> Instructions to follow:
Rewrite the data below, putting "mark one point for each instance of" wherever "tag one point per instance of" appears and keeping everything else the same.

START Records provided

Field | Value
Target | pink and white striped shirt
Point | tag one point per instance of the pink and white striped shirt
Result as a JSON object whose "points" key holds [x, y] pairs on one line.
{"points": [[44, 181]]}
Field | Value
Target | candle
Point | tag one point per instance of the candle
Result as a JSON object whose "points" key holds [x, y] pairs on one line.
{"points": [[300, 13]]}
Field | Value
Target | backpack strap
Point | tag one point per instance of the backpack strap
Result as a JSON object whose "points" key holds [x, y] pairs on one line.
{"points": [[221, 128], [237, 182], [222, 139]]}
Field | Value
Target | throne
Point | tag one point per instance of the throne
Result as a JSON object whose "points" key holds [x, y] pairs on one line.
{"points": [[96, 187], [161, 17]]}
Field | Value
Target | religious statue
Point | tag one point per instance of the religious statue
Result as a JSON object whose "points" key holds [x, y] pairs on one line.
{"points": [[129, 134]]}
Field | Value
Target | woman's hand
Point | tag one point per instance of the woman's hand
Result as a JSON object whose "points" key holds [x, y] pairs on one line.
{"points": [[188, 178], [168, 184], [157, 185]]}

END Records provided

> Final answer:
Field | Value
Target | pink and white striped shirt
Point | mark one point for each instance of the pink and white striped shirt
Result as a JSON object whose "points" key holds [x, y] pairs on one line.
{"points": [[44, 181]]}
Field | Value
Target | candle
Point | mark one point for each instance of the candle
Result as a JSON object whose "points" key holds [x, y] pairs on one line.
{"points": [[300, 13]]}
Field | Value
Target | backpack strap
Point | mark one point for each instance of the backpack strap
Result as a JSON object whose "points" key holds [x, y] pairs on one line.
{"points": [[221, 128], [237, 182], [222, 139]]}
Field | Value
Target | throne
Point | mark one point for each instance of the throne
Result as a JSON object whose "points" key holds [x, y] pairs on one line.
{"points": [[96, 187], [161, 17]]}
Field | Value
Target | religious statue
Point | mark one point for each instance of the religious statue
Result as a JSON object whose "points" key holds [x, y] pairs on one line.
{"points": [[129, 134]]}
Field | Value
Target | woman's hand
Point | mark one point for each instance of the woman's hand
Result as a JSON object whose "points" key holds [x, y] pairs on one line.
{"points": [[188, 178], [168, 184], [157, 185]]}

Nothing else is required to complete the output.